◆ **PROBLEMS TO WORK ON**:
[a] In the mailing-list post on English phrasal verbs, what meaning is given for "drift off"?
[b] Continue the mailing-list post on English phrasal verbs from its last sentence.

◆ **EXCERPT**:
>> BEGIN
[PLUG-TALK] Linguistics and the steamroller of English adoption

John Jason Jordan johnxj at gmx.com
Wed Apr 28 22:45:33 UTC 2021


On Wed, 28 Apr 2021 12:18:00 -0700
Michael Rasmussen <michael at jamhome.us> dijo:

>On 2021-04-28 10:47, John Jason Jordan wrote:
>> One of the biggest problems for foreigners is phrasal verbs, where we
>> stick a preposition or adverb (called a verb particle) after the
>> verb's complement, instead of right after the verb where it belongs.
>> The particle changes the meaning of the verb, and some verbs can
>> take more than one particle. Phrasal verbs are massively complex, so
>> much so that they have never been thoroughly analyzed by linguists.  
>
>Could you provide an example, please?

From (Cambridge, 2006):

"This phrasal verb is intransitive, it does not take an object:
	drift off, to gradually start to sleep
This phrasal verb is transitive. The object can be placed after the
phrasal verb or between the two parts of the phrasal verb:
	flag down something or flag something down
This phrasal verb is transitive. The object can only be placed after
the phrasal verb:
	see to something"

Note how, in the last example, 'to see something' does not mean the
same as 'to see to something'; the particle 'to' changes the meaning of
'see.' And notice that when the verb has an object the location for the
particle is usually either before or after the object, but in 'see to'
the particle must come between the verb and its object.
>> END
◆ **DATASET ROWS**:
>> BEGIN
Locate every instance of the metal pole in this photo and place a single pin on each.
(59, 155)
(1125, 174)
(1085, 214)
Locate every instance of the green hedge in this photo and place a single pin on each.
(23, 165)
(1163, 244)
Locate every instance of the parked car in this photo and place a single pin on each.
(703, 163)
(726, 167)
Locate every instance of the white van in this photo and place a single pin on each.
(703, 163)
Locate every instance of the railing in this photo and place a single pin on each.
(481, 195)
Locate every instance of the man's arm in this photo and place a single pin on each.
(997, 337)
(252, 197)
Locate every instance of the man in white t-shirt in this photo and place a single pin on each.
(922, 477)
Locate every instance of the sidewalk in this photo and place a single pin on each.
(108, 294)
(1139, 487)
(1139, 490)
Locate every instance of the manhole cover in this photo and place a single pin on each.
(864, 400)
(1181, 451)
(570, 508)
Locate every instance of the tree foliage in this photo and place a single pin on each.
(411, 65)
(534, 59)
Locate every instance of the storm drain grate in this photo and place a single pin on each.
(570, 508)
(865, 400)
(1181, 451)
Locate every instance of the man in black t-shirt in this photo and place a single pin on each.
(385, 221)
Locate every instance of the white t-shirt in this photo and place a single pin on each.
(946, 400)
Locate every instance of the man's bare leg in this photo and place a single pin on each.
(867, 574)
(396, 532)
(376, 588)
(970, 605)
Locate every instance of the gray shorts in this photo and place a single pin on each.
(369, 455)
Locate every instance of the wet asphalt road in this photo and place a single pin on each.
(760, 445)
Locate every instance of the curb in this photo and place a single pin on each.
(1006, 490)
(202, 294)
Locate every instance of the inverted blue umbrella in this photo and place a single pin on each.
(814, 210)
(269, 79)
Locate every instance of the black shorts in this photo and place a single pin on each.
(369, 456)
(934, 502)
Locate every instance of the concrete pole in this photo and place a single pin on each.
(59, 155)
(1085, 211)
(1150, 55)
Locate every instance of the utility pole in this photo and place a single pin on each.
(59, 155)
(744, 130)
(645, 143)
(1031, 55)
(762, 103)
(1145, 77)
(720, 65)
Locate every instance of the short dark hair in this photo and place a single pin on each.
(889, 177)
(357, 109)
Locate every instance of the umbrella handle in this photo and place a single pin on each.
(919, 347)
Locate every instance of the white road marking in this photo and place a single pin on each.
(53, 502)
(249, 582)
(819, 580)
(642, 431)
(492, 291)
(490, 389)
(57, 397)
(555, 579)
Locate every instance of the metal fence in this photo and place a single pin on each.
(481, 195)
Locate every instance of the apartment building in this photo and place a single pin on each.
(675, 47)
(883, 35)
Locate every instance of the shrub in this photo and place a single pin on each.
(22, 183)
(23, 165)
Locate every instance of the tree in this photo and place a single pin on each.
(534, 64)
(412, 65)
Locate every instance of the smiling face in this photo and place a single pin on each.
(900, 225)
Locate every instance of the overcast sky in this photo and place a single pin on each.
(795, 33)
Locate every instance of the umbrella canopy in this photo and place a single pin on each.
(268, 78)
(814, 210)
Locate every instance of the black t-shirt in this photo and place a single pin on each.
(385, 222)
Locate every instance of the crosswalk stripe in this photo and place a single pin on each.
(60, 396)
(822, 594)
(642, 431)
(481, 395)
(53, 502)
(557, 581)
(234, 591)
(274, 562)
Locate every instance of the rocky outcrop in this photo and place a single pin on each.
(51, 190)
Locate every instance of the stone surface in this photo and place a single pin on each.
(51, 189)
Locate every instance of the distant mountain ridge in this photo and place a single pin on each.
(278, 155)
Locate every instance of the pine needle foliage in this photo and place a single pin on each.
>> END
◆ **RESPONSES TO THE TASKS**:
[a] To gradually start to sleep.

[b]
Phrasal verbs began as a verb prefix repeated at the end of the verb
phrase for emphasis, thus when used with a transitive verb they always
appeared after the object (post-position removed). However, considering
that the particle changes the meaning of the verb, the constituency of
the particle is with the verb, not with its object. Over numerous
centuries more and more prepositions and adverbs developed a new life
as verb particles, today close to 50 of them, and many are now
sometimes placed directly after the verb, sometimes optionally and
sometimes obligatorily.

Note that the expression 'phrasal verb' only refers to a verb +
particle construction; it does not refer to a verb + modal or verb +
auxiliary construction.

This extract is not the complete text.